Start of Block

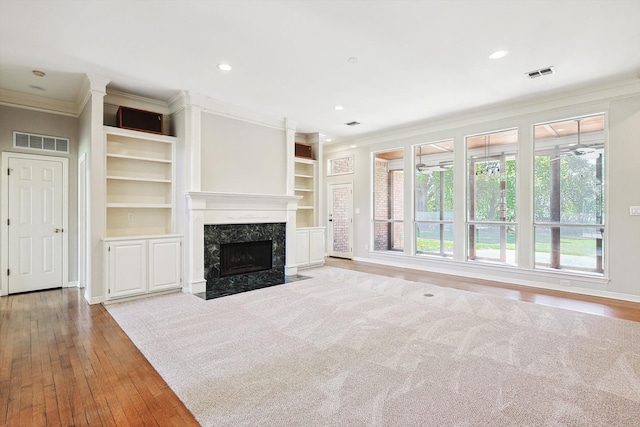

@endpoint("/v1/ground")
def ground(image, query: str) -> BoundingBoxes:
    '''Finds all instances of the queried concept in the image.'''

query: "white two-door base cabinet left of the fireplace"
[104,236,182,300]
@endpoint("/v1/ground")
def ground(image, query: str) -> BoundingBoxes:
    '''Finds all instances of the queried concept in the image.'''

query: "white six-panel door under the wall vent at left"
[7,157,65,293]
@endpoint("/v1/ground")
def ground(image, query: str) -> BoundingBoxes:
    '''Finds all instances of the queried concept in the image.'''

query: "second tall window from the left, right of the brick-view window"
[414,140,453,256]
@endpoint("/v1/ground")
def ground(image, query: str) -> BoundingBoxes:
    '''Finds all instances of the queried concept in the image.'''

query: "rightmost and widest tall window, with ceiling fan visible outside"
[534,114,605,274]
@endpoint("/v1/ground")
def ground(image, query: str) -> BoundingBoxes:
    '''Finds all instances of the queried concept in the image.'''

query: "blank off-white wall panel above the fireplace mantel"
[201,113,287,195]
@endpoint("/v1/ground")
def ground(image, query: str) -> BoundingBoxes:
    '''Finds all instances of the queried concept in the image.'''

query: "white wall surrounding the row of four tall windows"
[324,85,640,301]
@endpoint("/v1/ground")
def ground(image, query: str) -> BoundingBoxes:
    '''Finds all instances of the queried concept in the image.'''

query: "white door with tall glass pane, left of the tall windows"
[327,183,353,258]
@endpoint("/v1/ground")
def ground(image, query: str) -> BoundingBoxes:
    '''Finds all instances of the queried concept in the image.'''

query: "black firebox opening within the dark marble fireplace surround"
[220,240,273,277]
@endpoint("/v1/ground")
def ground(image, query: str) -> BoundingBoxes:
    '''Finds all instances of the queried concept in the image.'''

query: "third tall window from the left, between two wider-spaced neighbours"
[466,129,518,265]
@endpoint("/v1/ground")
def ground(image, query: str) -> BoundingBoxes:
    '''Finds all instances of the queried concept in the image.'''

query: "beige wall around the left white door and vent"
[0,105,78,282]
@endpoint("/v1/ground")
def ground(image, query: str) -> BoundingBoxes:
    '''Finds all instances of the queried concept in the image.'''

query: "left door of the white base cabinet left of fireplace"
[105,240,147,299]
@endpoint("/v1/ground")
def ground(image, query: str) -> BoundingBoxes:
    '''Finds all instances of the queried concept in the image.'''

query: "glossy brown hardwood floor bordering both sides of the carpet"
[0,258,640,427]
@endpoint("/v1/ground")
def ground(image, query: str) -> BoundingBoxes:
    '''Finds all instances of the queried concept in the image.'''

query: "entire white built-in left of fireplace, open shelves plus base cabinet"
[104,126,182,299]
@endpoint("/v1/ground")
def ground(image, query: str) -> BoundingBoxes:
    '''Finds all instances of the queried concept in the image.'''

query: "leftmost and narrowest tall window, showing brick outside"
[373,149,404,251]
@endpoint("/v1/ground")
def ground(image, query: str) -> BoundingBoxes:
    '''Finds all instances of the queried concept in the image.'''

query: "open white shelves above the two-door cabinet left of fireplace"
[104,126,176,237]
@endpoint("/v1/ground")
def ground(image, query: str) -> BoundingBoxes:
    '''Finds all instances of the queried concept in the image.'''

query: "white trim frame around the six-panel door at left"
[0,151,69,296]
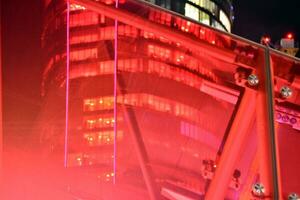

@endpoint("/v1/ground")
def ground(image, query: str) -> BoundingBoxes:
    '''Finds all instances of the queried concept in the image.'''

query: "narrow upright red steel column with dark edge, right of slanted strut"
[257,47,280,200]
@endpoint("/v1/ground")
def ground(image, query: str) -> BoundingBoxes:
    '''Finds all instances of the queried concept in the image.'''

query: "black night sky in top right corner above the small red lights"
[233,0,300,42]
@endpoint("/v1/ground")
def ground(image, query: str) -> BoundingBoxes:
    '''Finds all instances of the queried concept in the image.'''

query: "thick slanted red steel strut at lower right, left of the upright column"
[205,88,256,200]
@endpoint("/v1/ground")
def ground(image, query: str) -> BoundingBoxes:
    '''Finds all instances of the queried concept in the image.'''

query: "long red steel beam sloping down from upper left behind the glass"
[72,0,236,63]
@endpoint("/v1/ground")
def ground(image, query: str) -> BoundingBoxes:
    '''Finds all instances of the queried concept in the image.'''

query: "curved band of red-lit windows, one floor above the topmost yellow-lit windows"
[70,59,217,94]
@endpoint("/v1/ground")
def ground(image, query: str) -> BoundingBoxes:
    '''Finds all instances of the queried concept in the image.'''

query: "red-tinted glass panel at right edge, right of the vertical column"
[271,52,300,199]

End of Block

Output every record above verbatim, excluding images.

@endpoint("/v1/ground")
def ground(image, query: str) -> BoundingBoxes:
    '''Finds all instances of the queried concept in the image.'''

query: "white two-door base cabinet left of the fireplace"
[104,236,182,300]
@endpoint("/v1/ground")
def ground(image, query: str) -> BoundingBoxes:
    '''Finds all instances of the queried concept in the image.'''

query: "white six-panel door under the wall vent at left"
[7,157,65,293]
@endpoint("/v1/ground")
def ground(image, query: str) -> BoundingBoxes:
    '''Finds all instances of the queried concept in the image.'''

query: "second tall window from the left, right of the brick-view window"
[414,140,453,256]
@endpoint("/v1/ground")
def ground(image, query: str) -> BoundingBoxes:
    '''Finds all instances of the queried concept in the image.'''

query: "rightmost and widest tall window, with ceiling fan visible outside"
[534,114,605,274]
@endpoint("/v1/ground")
def ground(image, query: str) -> BoundingBoxes:
    '''Finds all instances of the queried concept in the image.'''

query: "blank off-white wall panel above the fireplace mantel"
[201,113,287,195]
@endpoint("/v1/ground")
def ground(image, query: str) -> BoundingBoxes:
    '''Finds all instances of the queried concept in the image.'''

query: "white wall surrounding the row of four tall windows"
[324,85,640,301]
@endpoint("/v1/ground")
def ground(image, query: str) -> BoundingBoxes:
    '''Finds all instances of the queried concept in the image.'''

query: "white door with tall glass pane, left of the tall windows"
[327,183,353,258]
@endpoint("/v1/ground")
def ground(image, query: str) -> BoundingBoxes:
    '''Finds all instances of the queried concept in the image.'''

query: "black firebox opening within the dark marble fireplace surround"
[220,240,273,277]
@endpoint("/v1/ground")
def ground(image, query: str) -> BoundingBoxes:
    '''Finds all instances of the queried concept in the image.'''

query: "third tall window from the left, between two wider-spaced neighbours"
[466,129,518,265]
@endpoint("/v1/ground")
def ground(image, query: str) -> BoundingBoxes:
    '''Finds all instances of the queried concept in the image.'''

query: "beige wall around the left white door and vent"
[0,105,78,282]
@endpoint("/v1/ground")
def ground(image, query: str) -> BoundingBoxes:
    '''Finds all instances of the queried concept in the image.'''

query: "left door of the white base cabinet left of fireplace"
[105,240,147,299]
@endpoint("/v1/ground")
def ground(image, query: str) -> BoundingBoxes:
    '''Finds all instances of the queried concept in the image.'''

query: "glossy brown hardwood floor bordering both sides of the carpet"
[0,258,640,427]
@endpoint("/v1/ground")
def ground(image, query: str) -> BoundingBoxes:
    '''Finds all instances of the queried concept in the image.'''

query: "entire white built-in left of fireplace, open shelves plus base cabinet"
[104,126,182,299]
@endpoint("/v1/ground")
def ground(image, query: str) -> BoundingBoxes:
    '''Finds all instances of the queried concept in the image.'''

query: "leftmost and narrowest tall window, showing brick outside"
[373,149,404,251]
@endpoint("/v1/ground")
def ground(image, query: str) -> BoundingBoxes:
    '''Finds all instances of the queried concept in the image.'''

query: "open white shelves above the two-door cabinet left of fireplace"
[104,126,176,237]
@endpoint("/v1/ground")
def ground(image, query: str) -> BoundingBoxes:
    '''Finds all instances of the queried concept in the image.'''

query: "white trim frame around the six-panel door at left"
[0,151,69,296]

@endpoint("/v1/ground")
def ground(image, query: str) -> BoundingBoxes:
    '''Finds all instances of the queried concept in the image.'''

query: "narrow upright red steel column with dark edge, right of slanted strut"
[257,47,280,200]
@endpoint("/v1/ground")
def ground(image, query: str) -> BoundingBoxes:
    '''Finds all instances of the queried concept in the image.'''

query: "black night sky in top right corner above the small red lights"
[233,0,300,42]
@endpoint("/v1/ground")
def ground(image, query: str) -> BoundingBoxes:
    '''Finds all instances of the queried concept in the image.'''

query: "thick slanted red steel strut at lower right, left of the upright column"
[205,88,256,200]
@endpoint("/v1/ground")
def ground(image, query: str) -> BoundingBoxes:
    '''Finds all instances of the queried concept in the image.'''

query: "long red steel beam sloping down from upper left behind the glass"
[72,0,236,63]
@endpoint("/v1/ground")
def ground(image, query: str) -> BoundingBoxes:
    '''Finds all instances of the queried concept in the image.'''

query: "curved band of red-lit windows, one floor above the topmost yellow-lit windows"
[70,59,217,94]
@endpoint("/v1/ground")
def ground(image, query: str) -> BoundingBoxes:
    '''Finds all instances of the queried concept in the image.'''

query: "red-tinted glass panel at right edge, right of the vertical column"
[271,52,300,199]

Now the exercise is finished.